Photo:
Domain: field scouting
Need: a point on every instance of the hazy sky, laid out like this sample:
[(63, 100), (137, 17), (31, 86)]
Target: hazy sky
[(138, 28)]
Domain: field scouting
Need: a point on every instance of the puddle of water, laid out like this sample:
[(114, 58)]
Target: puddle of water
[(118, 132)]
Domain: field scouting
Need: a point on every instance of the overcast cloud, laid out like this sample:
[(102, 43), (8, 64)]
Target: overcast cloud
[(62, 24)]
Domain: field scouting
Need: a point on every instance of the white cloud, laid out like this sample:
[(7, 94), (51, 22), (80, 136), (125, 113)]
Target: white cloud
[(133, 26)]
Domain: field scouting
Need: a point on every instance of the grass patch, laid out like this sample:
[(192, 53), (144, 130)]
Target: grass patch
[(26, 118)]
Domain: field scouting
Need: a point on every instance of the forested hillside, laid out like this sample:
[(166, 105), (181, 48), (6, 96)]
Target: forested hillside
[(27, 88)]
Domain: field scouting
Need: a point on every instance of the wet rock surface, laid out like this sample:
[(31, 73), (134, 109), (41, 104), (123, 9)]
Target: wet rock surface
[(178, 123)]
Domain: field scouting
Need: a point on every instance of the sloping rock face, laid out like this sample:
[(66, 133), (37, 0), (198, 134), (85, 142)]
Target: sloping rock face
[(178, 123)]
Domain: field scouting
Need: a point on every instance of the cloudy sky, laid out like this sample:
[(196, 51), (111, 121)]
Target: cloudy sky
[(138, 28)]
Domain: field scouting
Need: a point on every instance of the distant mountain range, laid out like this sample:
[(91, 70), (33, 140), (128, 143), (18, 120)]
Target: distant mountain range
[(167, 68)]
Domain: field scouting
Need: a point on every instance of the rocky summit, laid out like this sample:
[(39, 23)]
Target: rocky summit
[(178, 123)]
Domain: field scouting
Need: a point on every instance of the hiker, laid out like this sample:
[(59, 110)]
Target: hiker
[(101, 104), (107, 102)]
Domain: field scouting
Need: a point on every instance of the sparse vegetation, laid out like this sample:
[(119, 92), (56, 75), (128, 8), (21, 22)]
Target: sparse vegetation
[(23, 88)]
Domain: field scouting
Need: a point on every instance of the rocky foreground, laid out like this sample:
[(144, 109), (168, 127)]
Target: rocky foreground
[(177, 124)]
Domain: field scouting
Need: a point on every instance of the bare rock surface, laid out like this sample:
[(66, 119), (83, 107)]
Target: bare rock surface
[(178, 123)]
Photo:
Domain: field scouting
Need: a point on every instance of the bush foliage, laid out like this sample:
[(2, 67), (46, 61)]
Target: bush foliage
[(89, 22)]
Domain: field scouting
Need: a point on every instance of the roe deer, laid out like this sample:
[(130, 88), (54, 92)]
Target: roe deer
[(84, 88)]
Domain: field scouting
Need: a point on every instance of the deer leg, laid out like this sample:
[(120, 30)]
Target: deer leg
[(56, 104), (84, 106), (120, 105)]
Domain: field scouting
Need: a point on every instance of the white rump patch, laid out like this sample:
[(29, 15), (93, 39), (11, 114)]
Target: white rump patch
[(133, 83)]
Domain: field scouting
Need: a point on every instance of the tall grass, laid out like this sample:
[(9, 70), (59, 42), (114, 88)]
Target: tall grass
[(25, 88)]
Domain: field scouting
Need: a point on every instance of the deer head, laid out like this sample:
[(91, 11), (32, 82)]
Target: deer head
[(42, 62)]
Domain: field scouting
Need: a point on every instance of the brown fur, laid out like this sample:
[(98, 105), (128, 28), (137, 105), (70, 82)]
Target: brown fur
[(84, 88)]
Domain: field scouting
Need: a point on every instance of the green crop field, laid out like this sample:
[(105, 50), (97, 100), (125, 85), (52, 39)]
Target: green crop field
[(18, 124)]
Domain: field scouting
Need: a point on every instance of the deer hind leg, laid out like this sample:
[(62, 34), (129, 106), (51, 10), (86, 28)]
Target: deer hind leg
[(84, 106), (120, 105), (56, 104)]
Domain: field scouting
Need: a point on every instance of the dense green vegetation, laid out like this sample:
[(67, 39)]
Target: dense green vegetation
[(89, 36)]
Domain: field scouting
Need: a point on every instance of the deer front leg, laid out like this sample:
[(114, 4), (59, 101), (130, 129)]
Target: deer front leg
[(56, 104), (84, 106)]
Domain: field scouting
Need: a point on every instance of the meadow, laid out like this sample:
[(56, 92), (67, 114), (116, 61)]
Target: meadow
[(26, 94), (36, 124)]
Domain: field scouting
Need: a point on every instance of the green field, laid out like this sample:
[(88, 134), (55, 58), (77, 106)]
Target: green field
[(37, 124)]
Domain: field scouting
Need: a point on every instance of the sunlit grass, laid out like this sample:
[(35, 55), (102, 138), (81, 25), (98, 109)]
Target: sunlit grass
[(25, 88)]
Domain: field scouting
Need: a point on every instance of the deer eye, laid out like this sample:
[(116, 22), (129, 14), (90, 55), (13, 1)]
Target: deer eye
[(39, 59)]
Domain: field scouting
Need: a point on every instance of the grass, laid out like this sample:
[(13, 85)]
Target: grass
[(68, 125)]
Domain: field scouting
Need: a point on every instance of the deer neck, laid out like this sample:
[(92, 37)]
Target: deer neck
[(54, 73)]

◆ **Exercise directions**
Retype the records in their entirety, matching each one exactly.

◆ **Answer to this problem**
Photo:
Domain: field scouting
Need: a point on every instance of the hazy sky, laid out like this sample:
[(63, 100), (137, 17), (31, 86)]
Target: hazy sky
[(138, 28)]
Domain: field scouting
Need: a point on every instance of the puddle of water, laid out like this sample:
[(114, 58)]
Target: puddle of water
[(118, 132)]
Domain: field scouting
Need: a point on every instance of the overcast cloud, laid out like this sample:
[(102, 43), (8, 64)]
Target: overcast cloud
[(62, 24)]
Domain: field scouting
Need: a point on every instance of the white cloud, laid out like this sample:
[(7, 94), (51, 22), (80, 136), (125, 113)]
Target: white cloud
[(133, 26)]
Domain: field scouting
Need: a point on every instance of the grass patch, laid out like this sample:
[(192, 53), (144, 130)]
Target: grass patch
[(26, 118)]
Domain: field scouting
Need: a point on every instance of the forested hillside, laid out like this sample:
[(166, 105), (181, 48), (6, 96)]
Target: forested hillside
[(27, 88)]
Domain: field scouting
Need: a point on every instance of the wet rock surface, laid out like this sample:
[(31, 73), (134, 109), (41, 104), (123, 9)]
Target: wet rock surface
[(178, 123)]
Domain: field scouting
Need: a point on every instance of the sloping rock face, laid out like this sample:
[(66, 133), (37, 0), (198, 134), (85, 142)]
Target: sloping rock face
[(178, 123)]
Domain: field scouting
Need: a point on every instance of the cloudy sky, laid out like this sample:
[(196, 51), (111, 121)]
Target: cloudy sky
[(138, 28)]
Domain: field scouting
Need: a point on every instance of the distant mountain range, laid out like this sample:
[(91, 70), (33, 140), (128, 143), (18, 120)]
Target: distant mountain range
[(167, 68)]
Domain: field scouting
Need: a point on every instance of the rocky summit, laid out like this sample:
[(39, 23)]
Target: rocky summit
[(178, 123)]
Domain: field scouting
Need: a point on every instance of the hiker, laid out like this sample:
[(59, 110)]
Target: hiker
[(101, 104), (107, 102)]
Domain: field scouting
Need: a point on every instance of the sparse vegetation, laid out like this sample:
[(119, 92), (56, 75), (128, 8), (21, 22)]
Target: sparse vegetation
[(23, 88)]
Domain: field scouting
Need: a point on every instance of the rocky foreground, laid out like this sample:
[(144, 109), (168, 127)]
Target: rocky foreground
[(177, 124)]
Domain: field scouting
Need: a point on every instance of the bare rock surface, laid out like this sample:
[(66, 119), (83, 107)]
Target: bare rock surface
[(178, 123)]
Photo:
Domain: field scouting
Need: a point on every instance of the bush foliage, laid out like this sample:
[(2, 67), (46, 61)]
Target: bush foliage
[(89, 22)]
Domain: field scouting
Need: a point on every instance of the roe deer, laid out like this sample:
[(130, 88), (54, 92)]
Target: roe deer
[(84, 88)]
Domain: field scouting
Need: a point on every instance of the deer leg, laid out like this sample:
[(120, 30)]
Target: deer leg
[(56, 104), (84, 106), (120, 105)]
Domain: field scouting
Need: a point on every instance of the white rump patch, laid out like this sample:
[(29, 15), (93, 39), (11, 114)]
Target: white rump patch
[(133, 83)]
Domain: field scouting
Need: a point on every instance of the tall grass, laid out like this sample:
[(9, 70), (59, 42), (114, 88)]
Target: tall grass
[(25, 88)]
Domain: field scouting
Need: a point on every instance of the deer head, laid out like this sample:
[(91, 11), (32, 82)]
Target: deer head
[(42, 62)]
Domain: field scouting
Need: a point on every instance of the brown fur, laid out like this sample:
[(98, 105), (128, 28), (137, 105), (70, 82)]
Target: brown fur
[(84, 88)]
Domain: field scouting
Need: a point on every instance of the green crop field, laid out like this sample:
[(105, 50), (97, 100), (125, 85), (52, 39)]
Target: green crop field
[(18, 124)]
Domain: field scouting
Need: a point on every instance of the deer hind leg, laid out like this sample:
[(62, 34), (129, 106), (51, 10), (86, 28)]
Target: deer hind leg
[(84, 106), (120, 105), (56, 104)]
Domain: field scouting
Need: a point on every instance of the dense green vegetation, laid out like this sample:
[(67, 39)]
Target: dense green vegetation
[(89, 36)]
Domain: field scouting
Need: a point on every instance of the deer front leg, laid out like this sample:
[(114, 4), (59, 101), (130, 129)]
Target: deer front leg
[(56, 104), (84, 106)]
Domain: field scouting
Need: a point on every instance of the meadow, laid out like this sample:
[(56, 92), (67, 114), (116, 61)]
Target: meadow
[(26, 94), (36, 124)]
Domain: field scouting
Need: a point on every instance of the green field, laid out like this sample:
[(88, 134), (55, 58), (77, 106)]
Target: green field
[(37, 124)]
Domain: field scouting
Need: a point on every instance of the sunlit grass, laid out like this sample:
[(35, 55), (102, 138), (81, 25), (98, 109)]
Target: sunlit grass
[(25, 88)]
Domain: field scouting
Need: a point on every instance of the deer eye, laid out like this sample:
[(116, 22), (129, 14), (90, 55), (13, 1)]
Target: deer eye
[(39, 59)]
Domain: field scouting
Need: a point on every instance of the grass, laid out like this sample:
[(13, 85)]
Target: grass
[(68, 125)]
Domain: field scouting
Need: a point on every instance of the deer neck, laid out like this sample:
[(92, 37)]
Target: deer neck
[(54, 73)]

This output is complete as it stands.